# Supplied information
━━━━━━━━━━━━━━━━━━━━

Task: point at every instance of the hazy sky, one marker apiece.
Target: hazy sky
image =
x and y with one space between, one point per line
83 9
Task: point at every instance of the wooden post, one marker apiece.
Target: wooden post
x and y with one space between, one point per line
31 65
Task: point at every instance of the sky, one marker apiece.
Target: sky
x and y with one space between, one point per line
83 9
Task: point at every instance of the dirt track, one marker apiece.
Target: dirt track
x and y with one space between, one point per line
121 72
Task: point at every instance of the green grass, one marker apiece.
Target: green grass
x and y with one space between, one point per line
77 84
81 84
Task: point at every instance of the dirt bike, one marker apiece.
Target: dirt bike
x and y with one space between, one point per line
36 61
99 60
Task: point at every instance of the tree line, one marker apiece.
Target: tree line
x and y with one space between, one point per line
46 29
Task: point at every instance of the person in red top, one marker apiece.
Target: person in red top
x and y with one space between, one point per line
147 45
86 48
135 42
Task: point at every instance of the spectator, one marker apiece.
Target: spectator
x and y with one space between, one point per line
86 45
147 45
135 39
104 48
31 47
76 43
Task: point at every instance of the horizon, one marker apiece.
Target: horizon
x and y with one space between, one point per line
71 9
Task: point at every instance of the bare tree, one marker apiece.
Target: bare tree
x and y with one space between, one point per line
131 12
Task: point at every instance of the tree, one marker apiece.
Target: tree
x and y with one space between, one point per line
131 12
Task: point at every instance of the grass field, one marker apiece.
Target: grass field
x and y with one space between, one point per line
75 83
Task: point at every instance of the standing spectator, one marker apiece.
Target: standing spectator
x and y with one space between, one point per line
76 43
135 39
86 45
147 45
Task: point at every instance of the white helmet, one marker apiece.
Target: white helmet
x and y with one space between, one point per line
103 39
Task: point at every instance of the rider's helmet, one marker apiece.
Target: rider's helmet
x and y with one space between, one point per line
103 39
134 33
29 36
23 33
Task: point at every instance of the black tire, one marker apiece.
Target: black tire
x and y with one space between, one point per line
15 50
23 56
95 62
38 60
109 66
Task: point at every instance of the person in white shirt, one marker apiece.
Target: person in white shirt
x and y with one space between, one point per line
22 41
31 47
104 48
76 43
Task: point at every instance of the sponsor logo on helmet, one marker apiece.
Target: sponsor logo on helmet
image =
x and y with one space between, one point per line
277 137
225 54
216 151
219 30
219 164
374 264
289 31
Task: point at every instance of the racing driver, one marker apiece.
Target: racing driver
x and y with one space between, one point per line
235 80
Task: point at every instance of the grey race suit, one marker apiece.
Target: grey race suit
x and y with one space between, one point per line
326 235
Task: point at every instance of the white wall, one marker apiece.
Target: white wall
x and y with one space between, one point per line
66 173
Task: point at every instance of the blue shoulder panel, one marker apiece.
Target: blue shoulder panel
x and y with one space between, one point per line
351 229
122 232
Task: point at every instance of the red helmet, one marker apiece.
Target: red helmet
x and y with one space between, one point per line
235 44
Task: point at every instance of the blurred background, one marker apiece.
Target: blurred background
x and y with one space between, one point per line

━━━━━━━━━━━━━━━━━━━━

# Task statement
Copy every one of the records above word for word, changing nothing.

# Expected answer
Task: point at every instance of the hazy sky, one marker apiece.
Target: hazy sky
image =
x and y with one space between, one point per line
83 9
Task: point at every instance of the wooden post, one marker apiece.
Target: wooden post
x and y with one space between, one point per line
31 65
Task: point at every instance of the sky, one marker apiece.
Target: sky
x and y with one space between, one point per line
83 9
Task: point at every instance of the dirt track, one marker apiece.
Target: dirt track
x and y with one space between, one point per line
121 72
Task: point at every instance of the green grass, one marker apiece.
Target: green grass
x and y with one space between, one point per line
77 84
81 84
Task: point at every instance of the dirt bike, one marker apiece.
Target: dirt bike
x and y with one space between, one point per line
36 61
99 60
Task: point at every instance of the tree line, one marker apiece.
Target: tree line
x and y with one space between, one point per line
46 29
Task: point at every instance of the person in red top, one marker apiece.
Target: person in red top
x and y with one space between, one point per line
147 45
86 48
135 42
Task: point at every instance of the spectator, one marker apiece.
Target: spectator
x and y with one space between, one point per line
86 45
147 45
135 39
104 48
31 47
76 43
Task: point at every instance of the horizon, one marker apiece.
Target: horizon
x and y with one space between, one point per line
71 9
Task: point at every instance of the bare tree, one marker apiece.
Target: bare tree
x and y with one space between, one point per line
131 12
Task: point at every instance of the tree, one marker apiece.
Target: tree
x and y with one space between, one point per line
131 12
Task: point at every instance of the grass field, one marker apiece.
Target: grass field
x and y with one space between, one point per line
75 83
Task: point at every instance of the standing spectator, one marker apiece.
Target: standing spectator
x and y with one space between, one point per line
76 43
135 39
86 45
147 45
Task: point at every instance of the white helmet, one marker apiece.
Target: white helmet
x and y with one space between, one point per line
103 39
Task: point at every instance of the rider's helmet, one marker apiece.
Target: rider's helmet
x and y with one space between, one point per line
103 39
134 33
29 36
23 33
Task: point at every instance of the black tire, one marker apiece.
Target: black tire
x and y with one space between, one point per line
15 50
23 56
95 62
38 60
109 66
Task: point at every instance of the person in white shirt, one marker apiece.
Target: person in white shirt
x and y with one space between, one point per line
22 41
31 47
104 48
76 43
Task: point at every instance of the sponsor logo on helmet, one marker apiece.
Target: sponsor logo on helmet
image =
x and y with one space between, one point per line
277 137
225 54
216 151
219 30
219 164
374 264
289 31
Task: point at every instance of the racing driver, one marker apiece.
Target: racing driver
x and y with one space between, one point per line
235 80
Task: point at every instance of the grey race suit, one marker apiece.
Target: grey race suit
x and y with one space between, one point per line
326 235
Task: point at every instance of the white wall, one marker apiece.
Target: white wall
x and y with one space between, one point per line
66 173
Task: point at every instance of the blue shoulder panel, one marker apiece.
Target: blue shoulder panel
x and y with one space between, one point per line
351 229
122 232
Task: point at every instance of the red helmet, one marker apiece.
Target: red helmet
x and y with one space between, one point per line
235 44
Task: point at every instance of the blurred background, one marker apiece.
Target: blurred background
x and y with one space between, one point per line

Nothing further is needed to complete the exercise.